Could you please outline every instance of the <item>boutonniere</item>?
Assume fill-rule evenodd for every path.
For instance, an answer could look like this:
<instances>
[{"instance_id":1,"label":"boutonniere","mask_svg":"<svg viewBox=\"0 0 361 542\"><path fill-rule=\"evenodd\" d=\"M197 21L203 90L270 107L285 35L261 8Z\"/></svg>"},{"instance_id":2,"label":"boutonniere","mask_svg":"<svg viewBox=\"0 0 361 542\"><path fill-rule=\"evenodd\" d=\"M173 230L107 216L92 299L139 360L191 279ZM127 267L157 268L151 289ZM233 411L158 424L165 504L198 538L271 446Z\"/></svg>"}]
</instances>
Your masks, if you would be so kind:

--

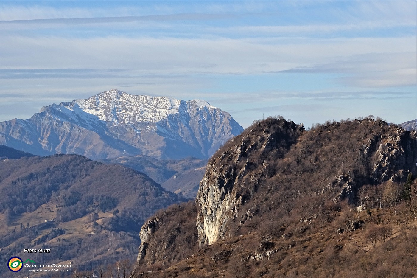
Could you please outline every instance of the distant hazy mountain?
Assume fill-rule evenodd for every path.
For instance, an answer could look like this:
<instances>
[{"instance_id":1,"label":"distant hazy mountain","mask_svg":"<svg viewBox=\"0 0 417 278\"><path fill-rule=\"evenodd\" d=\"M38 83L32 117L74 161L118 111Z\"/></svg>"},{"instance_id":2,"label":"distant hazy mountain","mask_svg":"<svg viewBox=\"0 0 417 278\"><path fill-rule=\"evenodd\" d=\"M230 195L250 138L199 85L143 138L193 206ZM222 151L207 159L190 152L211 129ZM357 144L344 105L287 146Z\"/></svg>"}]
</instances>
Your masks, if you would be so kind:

---

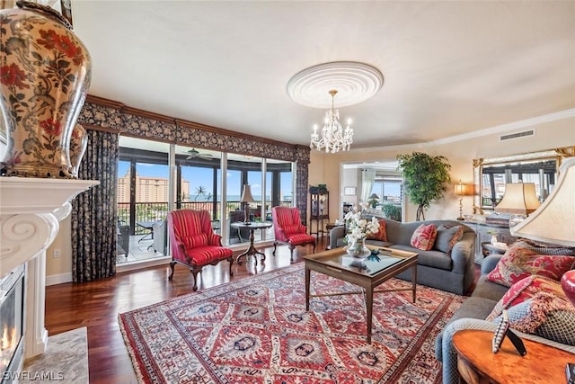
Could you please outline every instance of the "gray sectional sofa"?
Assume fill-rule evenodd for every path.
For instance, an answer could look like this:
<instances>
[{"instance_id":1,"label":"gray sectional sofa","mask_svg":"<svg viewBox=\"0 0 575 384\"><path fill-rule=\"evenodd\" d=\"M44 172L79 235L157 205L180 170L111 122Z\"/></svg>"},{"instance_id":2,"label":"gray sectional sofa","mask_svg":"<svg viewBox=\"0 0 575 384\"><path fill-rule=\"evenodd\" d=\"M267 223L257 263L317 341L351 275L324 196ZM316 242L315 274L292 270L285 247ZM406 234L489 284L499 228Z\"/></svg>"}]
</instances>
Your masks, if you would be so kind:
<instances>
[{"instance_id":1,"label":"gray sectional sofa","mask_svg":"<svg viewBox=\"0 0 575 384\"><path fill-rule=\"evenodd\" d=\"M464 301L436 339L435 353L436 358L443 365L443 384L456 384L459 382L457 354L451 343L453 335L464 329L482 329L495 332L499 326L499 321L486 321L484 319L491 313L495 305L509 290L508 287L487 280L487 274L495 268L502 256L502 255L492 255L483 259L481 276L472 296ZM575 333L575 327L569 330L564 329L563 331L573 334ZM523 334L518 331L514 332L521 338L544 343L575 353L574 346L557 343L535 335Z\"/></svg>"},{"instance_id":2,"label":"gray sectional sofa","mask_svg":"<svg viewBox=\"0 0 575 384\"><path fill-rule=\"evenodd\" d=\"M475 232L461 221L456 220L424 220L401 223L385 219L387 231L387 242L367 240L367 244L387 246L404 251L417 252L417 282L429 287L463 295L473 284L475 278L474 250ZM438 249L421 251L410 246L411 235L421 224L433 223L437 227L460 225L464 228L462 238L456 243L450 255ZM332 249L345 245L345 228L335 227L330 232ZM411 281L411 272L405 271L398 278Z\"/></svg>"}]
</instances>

[Work to be completed]
Count the lines of the items above that contain the string "please", treating uppercase and lowercase as different. Reply with the number only.

[Response to the task]
3